### Required action
Print all entries word for word.

Saved entries
==================================================
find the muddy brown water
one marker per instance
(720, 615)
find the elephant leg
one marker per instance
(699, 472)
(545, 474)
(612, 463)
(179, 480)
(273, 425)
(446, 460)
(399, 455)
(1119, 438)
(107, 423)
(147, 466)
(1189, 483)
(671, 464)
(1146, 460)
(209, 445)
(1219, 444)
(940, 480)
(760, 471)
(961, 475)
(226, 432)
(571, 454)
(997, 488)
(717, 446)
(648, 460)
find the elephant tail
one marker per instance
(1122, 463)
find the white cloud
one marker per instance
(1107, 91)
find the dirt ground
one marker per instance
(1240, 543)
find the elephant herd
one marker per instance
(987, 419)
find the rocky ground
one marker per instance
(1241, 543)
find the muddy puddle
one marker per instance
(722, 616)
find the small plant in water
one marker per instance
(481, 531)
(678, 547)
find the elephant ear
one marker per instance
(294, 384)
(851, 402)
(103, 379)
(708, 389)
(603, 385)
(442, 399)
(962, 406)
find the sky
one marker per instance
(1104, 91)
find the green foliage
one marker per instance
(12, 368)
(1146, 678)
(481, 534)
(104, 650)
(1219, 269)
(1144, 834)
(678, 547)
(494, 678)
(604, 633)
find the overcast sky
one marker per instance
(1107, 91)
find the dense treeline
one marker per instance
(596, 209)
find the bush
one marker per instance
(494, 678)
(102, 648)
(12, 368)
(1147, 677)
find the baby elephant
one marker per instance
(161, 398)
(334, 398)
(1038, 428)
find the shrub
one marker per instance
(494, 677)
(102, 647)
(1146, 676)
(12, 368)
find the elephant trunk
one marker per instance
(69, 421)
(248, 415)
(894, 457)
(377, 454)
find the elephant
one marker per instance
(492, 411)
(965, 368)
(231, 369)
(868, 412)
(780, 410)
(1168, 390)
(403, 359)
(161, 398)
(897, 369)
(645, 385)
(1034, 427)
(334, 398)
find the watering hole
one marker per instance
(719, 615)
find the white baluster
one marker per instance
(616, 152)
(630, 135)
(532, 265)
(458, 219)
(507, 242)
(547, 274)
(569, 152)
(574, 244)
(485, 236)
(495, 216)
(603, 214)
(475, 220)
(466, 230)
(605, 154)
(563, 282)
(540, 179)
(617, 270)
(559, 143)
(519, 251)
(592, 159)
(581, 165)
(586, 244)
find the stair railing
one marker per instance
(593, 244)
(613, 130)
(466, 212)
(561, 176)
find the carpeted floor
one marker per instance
==================================================
### Result of this exercise
find the muddy brown water
one marker per instance
(720, 615)
find the elephant leg
one marker per instance
(699, 472)
(545, 474)
(612, 463)
(179, 480)
(273, 425)
(446, 460)
(399, 455)
(1119, 438)
(107, 423)
(147, 466)
(1189, 483)
(671, 464)
(1146, 460)
(209, 445)
(1219, 444)
(940, 480)
(760, 471)
(961, 475)
(226, 432)
(571, 454)
(997, 488)
(717, 446)
(648, 460)
find the elephant tail
one marker per instance
(1122, 463)
find the white cloud
one marker per instance
(1107, 91)
find the dirt ground
one marker per instance
(1240, 543)
find the elephant herd
one marker per instance
(987, 419)
find the rocky ground
one marker per instance
(1241, 543)
find the muddy puddle
one marker per instance
(722, 616)
find the small plant in water
one marker per instance
(481, 531)
(678, 547)
find the elephant ear
one marker per instance
(294, 384)
(851, 402)
(103, 379)
(708, 389)
(603, 385)
(442, 399)
(962, 406)
find the sky
one marker per instance
(1104, 91)
find the green foliage
one marker per instance
(12, 368)
(1146, 678)
(481, 534)
(104, 650)
(1219, 269)
(1144, 834)
(678, 547)
(494, 678)
(604, 633)
find the overcast sky
one marker per instance
(1107, 91)
find the dense treeline
one marker per instance
(596, 209)
find the bush
one marker per instance
(494, 678)
(102, 648)
(12, 368)
(1147, 677)
find the baby elephant
one marker per instance
(161, 398)
(334, 398)
(1038, 428)
find the shrub
one marker per instance
(494, 677)
(102, 647)
(1146, 676)
(12, 368)
find the elephant trunk
one marker per instance
(69, 421)
(248, 415)
(894, 457)
(377, 454)
find the elephant
one marker per instance
(492, 411)
(965, 368)
(231, 369)
(868, 412)
(780, 410)
(1168, 390)
(403, 359)
(161, 398)
(897, 369)
(645, 385)
(1034, 427)
(334, 398)
find the watering hole
one marker per instance
(719, 615)
find the white baluster
one marker per instance
(616, 152)
(630, 135)
(532, 265)
(458, 219)
(507, 242)
(547, 274)
(569, 152)
(574, 244)
(485, 236)
(495, 216)
(603, 214)
(475, 220)
(466, 230)
(605, 154)
(563, 282)
(540, 179)
(617, 270)
(559, 143)
(519, 251)
(592, 159)
(581, 165)
(586, 244)
find the stair railing
one marker per instance
(593, 244)
(613, 130)
(466, 212)
(561, 176)
find the carpeted floor
one marker per instance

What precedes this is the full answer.